## Source passage
= = =

Figure 16 shows a plot 920 showing the application of microwave radiation 930 to the biological tissue, the charge measurement 940 obtained as described above and the microwave detection signal 950 obtained as described above. As can be seen in Figure 16, the charge measurement 940 rapidly increases as the microwave detection signal 950 approaches a steady state, both of which may be indicative of the completion of the sealing of a vessel by the application of the microwave radiation.

Figure 17 shows a schematic representation of a lumped element model 1000 used to model biological tissue and instrument frequency responses.

The lumped element model comprises Rpar 1010, Cpar 1020, Rser 1030 and Cser 1040. Cpar mostly comprises the capacitance of the cable between the sensing circuit and the instrument. Rpar models conductive contamination, as well as the DC resistance of the tissue. Rser and Cser represent the relaxation time constant of the tissue. The intent of the model 1000 is to measure the frequency response due to Rser and Cser, as this contains information about the tissue type and state/condition of the tissue, whilst rejecting any effect due to Cpar or Rpar, i.e., rejecting the effects of cable capacitance and conductive contamination. Typical measurements of tissue resistance, which essentially measure Rpar, are vulnerable to being shorted out by conductive contamination. Typical impedance measurements would include the AC current flowing through Cpar. At typical electrosurgical frequencies of 400kHz, and for cable lengths of several metres as typically used in endoscopic and robotic surgery, Cpar can dominate the impedance measurement, making the measurement of impedance changes due to the tissue challenging.

= = =

Dataset entries:
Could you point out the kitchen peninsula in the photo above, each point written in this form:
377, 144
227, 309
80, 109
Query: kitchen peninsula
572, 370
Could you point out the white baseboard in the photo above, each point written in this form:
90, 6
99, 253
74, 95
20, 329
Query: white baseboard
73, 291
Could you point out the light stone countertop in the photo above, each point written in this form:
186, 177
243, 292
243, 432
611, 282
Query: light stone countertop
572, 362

= = =

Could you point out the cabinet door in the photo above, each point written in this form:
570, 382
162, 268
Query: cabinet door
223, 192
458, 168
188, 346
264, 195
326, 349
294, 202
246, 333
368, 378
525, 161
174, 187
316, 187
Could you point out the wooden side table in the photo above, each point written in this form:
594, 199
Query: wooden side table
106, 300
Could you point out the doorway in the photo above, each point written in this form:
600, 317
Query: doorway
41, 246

= = =

## The task
According to the passage about the lumped element model, why does the model aim to measure the frequency response due to Rser and Cser while rejecting effects from Cpar and Rpar? Answer in one to three sentences. These entries have no connection to the passage about tissue measurement.

## Exercise result
The frequency response due to Rser and Cser carries information about the tissue type and its state or condition. Resistance measurements, which essentially measure Rpar, are vulnerable to being shorted out by conductive contamination. At electrosurgical frequencies of 400kHz with cables several meters long, Cpar, mostly the cable capacitance, can dominate the impedance measurement and make tissue-related impedance changes difficult to measure.